-- START OF DATASET RECORDS --
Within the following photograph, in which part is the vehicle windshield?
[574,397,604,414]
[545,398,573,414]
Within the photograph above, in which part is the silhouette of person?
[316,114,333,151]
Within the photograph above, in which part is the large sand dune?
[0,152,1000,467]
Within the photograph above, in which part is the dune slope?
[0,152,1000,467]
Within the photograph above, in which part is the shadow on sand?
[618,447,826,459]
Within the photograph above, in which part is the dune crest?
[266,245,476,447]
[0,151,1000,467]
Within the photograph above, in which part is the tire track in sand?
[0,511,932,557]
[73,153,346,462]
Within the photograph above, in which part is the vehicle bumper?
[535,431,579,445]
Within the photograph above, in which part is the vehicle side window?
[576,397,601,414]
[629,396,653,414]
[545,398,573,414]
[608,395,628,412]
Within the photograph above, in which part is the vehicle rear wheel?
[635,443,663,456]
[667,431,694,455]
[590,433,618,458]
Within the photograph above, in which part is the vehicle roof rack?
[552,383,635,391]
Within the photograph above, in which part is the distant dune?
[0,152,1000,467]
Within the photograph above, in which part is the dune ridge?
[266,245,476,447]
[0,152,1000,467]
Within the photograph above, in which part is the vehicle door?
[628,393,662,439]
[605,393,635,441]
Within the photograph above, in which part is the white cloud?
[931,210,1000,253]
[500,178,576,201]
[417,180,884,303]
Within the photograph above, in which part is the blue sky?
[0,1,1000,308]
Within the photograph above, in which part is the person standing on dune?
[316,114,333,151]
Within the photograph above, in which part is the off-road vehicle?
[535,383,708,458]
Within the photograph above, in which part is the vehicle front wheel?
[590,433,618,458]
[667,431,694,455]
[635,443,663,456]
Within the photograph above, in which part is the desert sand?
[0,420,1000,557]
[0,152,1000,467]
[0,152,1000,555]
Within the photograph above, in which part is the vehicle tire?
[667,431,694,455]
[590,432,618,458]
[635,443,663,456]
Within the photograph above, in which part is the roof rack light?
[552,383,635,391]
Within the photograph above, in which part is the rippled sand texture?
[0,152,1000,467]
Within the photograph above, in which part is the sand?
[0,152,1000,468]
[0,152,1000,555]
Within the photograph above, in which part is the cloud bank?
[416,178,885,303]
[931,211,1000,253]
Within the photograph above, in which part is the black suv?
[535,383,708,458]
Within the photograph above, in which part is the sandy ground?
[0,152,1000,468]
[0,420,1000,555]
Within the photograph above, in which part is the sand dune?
-- END OF DATASET RECORDS --
## JOB
Locate each line of the data above that contains the word "wheel" with matching capitalization, and copy those lines out in full.

## RESULT FOR THIS TASK
Within the photograph above, in which part is the vehicle rear wheel?
Within the photograph above, in which part is the vehicle front wheel?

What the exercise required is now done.